* **DIRECTIONS FOR THIS TASK**: Lay out every line of the data below as a JSON list of strings, one string per line and no blank lines, leaving out the pictures.

* **DATA LINES**:
============
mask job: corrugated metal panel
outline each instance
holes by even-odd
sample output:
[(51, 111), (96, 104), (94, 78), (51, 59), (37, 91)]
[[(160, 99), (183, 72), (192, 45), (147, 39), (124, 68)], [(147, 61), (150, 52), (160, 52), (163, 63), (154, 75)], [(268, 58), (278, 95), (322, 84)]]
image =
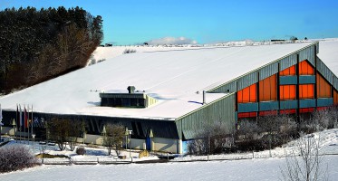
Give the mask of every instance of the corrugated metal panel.
[(333, 87), (338, 90), (338, 78), (335, 75), (333, 75)]
[(279, 84), (280, 85), (295, 85), (297, 84), (297, 76), (280, 76)]
[(317, 107), (325, 107), (333, 105), (333, 98), (317, 99)]
[[(235, 130), (235, 93), (210, 102), (200, 109), (177, 119), (176, 125), (180, 138), (198, 138), (198, 133), (208, 125), (221, 121), (228, 129)], [(182, 134), (183, 133), (183, 134)]]
[[(227, 91), (228, 90), (228, 91)], [(228, 83), (225, 83), (220, 85), (217, 88), (214, 88), (208, 92), (217, 93), (217, 92), (236, 92), (237, 91), (237, 81), (230, 81)]]
[(321, 59), (317, 58), (317, 71), (329, 81), (333, 84), (333, 73), (331, 70), (322, 62)]
[(256, 111), (258, 111), (258, 102), (238, 104), (238, 112), (256, 112)]
[(297, 100), (281, 100), (280, 101), (280, 110), (290, 110), (297, 109), (298, 101)]
[(278, 101), (269, 101), (269, 102), (259, 102), (259, 110), (279, 110)]
[(300, 100), (299, 108), (314, 108), (315, 100)]
[(309, 46), (299, 52), (299, 62), (307, 60), (312, 65), (314, 66), (314, 45)]
[(279, 69), (283, 71), (295, 64), (297, 64), (297, 54), (293, 53), (279, 61)]
[(237, 90), (243, 90), (254, 83), (258, 82), (258, 76), (256, 71), (253, 71), (247, 75), (245, 75), (238, 79), (237, 81)]
[(308, 83), (315, 83), (314, 75), (300, 75), (299, 76), (299, 84), (308, 84)]
[(268, 64), (259, 70), (259, 81), (264, 80), (278, 72), (278, 62)]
============
* **RESPONSE BELOW**:
[
  "mask job: corrugated metal panel",
  "outline each instance",
  "holes by even-odd",
  "sample output:",
  "[(51, 111), (96, 104), (94, 78), (51, 59), (37, 91)]",
  "[[(160, 99), (183, 72), (192, 45), (147, 39), (124, 68)], [(147, 61), (150, 52), (160, 52), (163, 63), (154, 75)], [(268, 58), (278, 95), (322, 84)]]",
  "image =",
  "Give the mask of every instance of the corrugated metal panel.",
  "[(333, 87), (338, 90), (338, 78), (335, 75), (333, 75)]",
  "[(279, 84), (280, 85), (295, 85), (297, 84), (297, 76), (280, 76)]",
  "[(317, 107), (325, 107), (333, 105), (333, 98), (317, 99)]",
  "[[(235, 130), (235, 93), (210, 102), (200, 109), (177, 119), (176, 125), (180, 138), (198, 138), (198, 133), (208, 125), (221, 121), (228, 129)], [(182, 134), (183, 133), (183, 134)]]",
  "[[(227, 91), (228, 90), (228, 91)], [(228, 83), (225, 83), (220, 85), (217, 88), (214, 88), (208, 92), (217, 93), (217, 92), (236, 92), (237, 91), (237, 81), (230, 81)]]",
  "[(321, 59), (317, 58), (317, 71), (329, 81), (333, 84), (333, 73), (331, 70), (322, 62)]",
  "[(256, 111), (258, 111), (258, 102), (238, 104), (238, 112), (256, 112)]",
  "[(297, 100), (281, 100), (280, 101), (280, 110), (290, 110), (297, 109), (298, 101)]",
  "[(278, 101), (269, 101), (269, 102), (259, 102), (259, 110), (279, 110)]",
  "[(300, 100), (299, 108), (314, 108), (315, 100)]",
  "[(309, 46), (299, 52), (299, 62), (307, 60), (312, 65), (314, 66), (314, 45)]",
  "[(279, 69), (283, 71), (295, 64), (297, 64), (297, 54), (293, 53), (279, 61)]",
  "[(237, 90), (243, 90), (254, 83), (258, 82), (258, 76), (256, 71), (253, 71), (247, 75), (245, 75), (238, 79), (237, 81)]",
  "[(308, 83), (315, 83), (314, 75), (300, 75), (299, 76), (299, 84), (308, 84)]",
  "[(268, 64), (259, 70), (259, 81), (264, 80), (278, 72), (278, 62)]"
]